> [Page]
□ □ □ □
III. UN SOUTIEN ENCORE TROP TIMIDE AUX AUTRES OPÉRATEURS DE LA COOPÉRATION QUE SONT LES ONG ET LES COLLECTIVITÉS TERRITORIALES

1. Il faut renforcer les opérateurs associatifs français qui mènent sur le terrain des actions remarquables

Alors que la France a longtemps peiné à concevoir sa politique de coopération autrement qu'au niveau interétatique, la reconnaissance de la contribution des ONG à l'efficacité de l'aide progresse au niveau national parmi les acteurs de la coopération et du développement.

Alors que cette situation se traduisait au niveau budgétaire par le peu de crédits publics transitant par les ONG, la coopération non gouvernementale restant le parent pauvre de la coopération française, l'engagement de 2005 du Président Jacques Chirac, repris par le Président Nicolas Sarkozy, de doubler la part d'APD transitant par les ONG françaises entre 2004 et 2009 (de 1 % à 2,08 % en 2009) permet progressivement de rattraper le retard français dans ce domaine.

En effet, avec 1,14 % de l'APD transitant par les ONG françaises en 2004, la France était alors très loin de la moyenne des pays de l'OCDE qui se situait déjà à un peu plus de 5 %.

Les ONG sont en effet des acteurs assurant une véritable complémentarité par rapport aux actions mises en oeuvre dans le cadre de la coopération publique .

Une particularité essentielle des ONG est de s'appuyer sur des démarches, participatives et partenariales dans leurs actions de renforcement des sociétés civiles du Sud. Les ONG agissent, en effet, le plus souvent, avec des partenaires locaux (ONG des pays du Sud, organisations sociales locales).

Les premiers critères de qualité de l'action des ONG sont ainsi la qualité et la pérennité du partenariat et leur capacité à contribuer au renforcement de la responsabilité et de l'efficacité de leurs partenaires. Leurs atouts résident également dans la mise en oeuvre d'une coopération de proximité, dans leur rapidité d'intervention, et dans leur capacité d'innovation qui leur permet de faire évoluer rapidement leurs interventions et de les adapter aux contextes changeants.
□ □ □ □
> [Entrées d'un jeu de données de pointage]
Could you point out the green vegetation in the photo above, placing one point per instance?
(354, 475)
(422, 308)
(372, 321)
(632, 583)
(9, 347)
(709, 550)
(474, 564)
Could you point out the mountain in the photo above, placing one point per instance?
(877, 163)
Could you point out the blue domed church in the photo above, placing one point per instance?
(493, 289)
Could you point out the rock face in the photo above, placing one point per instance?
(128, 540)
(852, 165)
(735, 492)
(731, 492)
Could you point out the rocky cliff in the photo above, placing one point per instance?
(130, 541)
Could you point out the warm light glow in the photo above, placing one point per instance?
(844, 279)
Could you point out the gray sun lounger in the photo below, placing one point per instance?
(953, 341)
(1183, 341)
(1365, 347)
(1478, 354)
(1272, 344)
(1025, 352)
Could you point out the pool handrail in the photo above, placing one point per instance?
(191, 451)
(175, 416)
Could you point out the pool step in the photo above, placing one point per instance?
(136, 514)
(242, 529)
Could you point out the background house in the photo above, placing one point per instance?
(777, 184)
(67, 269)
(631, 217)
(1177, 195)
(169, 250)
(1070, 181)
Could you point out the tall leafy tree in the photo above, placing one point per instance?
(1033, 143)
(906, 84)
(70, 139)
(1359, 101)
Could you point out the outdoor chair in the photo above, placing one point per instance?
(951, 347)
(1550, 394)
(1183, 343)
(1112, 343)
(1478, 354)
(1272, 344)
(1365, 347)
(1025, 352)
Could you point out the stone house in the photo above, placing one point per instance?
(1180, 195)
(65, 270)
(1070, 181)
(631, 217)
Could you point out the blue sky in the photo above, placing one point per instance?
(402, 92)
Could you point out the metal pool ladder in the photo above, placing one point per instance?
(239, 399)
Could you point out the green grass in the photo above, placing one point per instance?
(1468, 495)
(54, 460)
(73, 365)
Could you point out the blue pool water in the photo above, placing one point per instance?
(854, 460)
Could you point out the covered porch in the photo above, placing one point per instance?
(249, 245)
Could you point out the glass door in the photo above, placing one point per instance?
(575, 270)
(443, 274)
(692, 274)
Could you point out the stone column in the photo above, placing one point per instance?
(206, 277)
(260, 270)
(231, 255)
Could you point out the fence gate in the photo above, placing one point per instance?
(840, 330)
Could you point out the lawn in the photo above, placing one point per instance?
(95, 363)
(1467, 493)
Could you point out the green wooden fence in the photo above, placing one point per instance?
□ □ □ □
> [Consignes]
a - Répondez à ces questions d'après la page :
(i) Où se situait la moyenne des pays de l'OCDE pour la part de l'APD transitant par les ONG ?
(ii) Avec qui les ONG agissent-elles le plus souvent ?
(iii) Quels sont les premiers critères de qualité de l'action des ONG ?
b - Extrayez toutes les lignes des entrées qui contiennent le mot « house ».
Ces entrées n'ont aucun lien avec la page.

> [Réponses]
a -
(i) Un peu plus de 5 %.
(ii) Avec des partenaires locaux (ONG des pays du Sud, organisations sociales locales).
(iii) La qualité et la pérennité du partenariat, et leur capacité à contribuer au renforcement de la responsabilité et de l'efficacité de leurs partenaires.

b -
Could you point out the background house in the photo above, placing one point per instance?
Could you point out the stone house in the photo above, placing one point per instance?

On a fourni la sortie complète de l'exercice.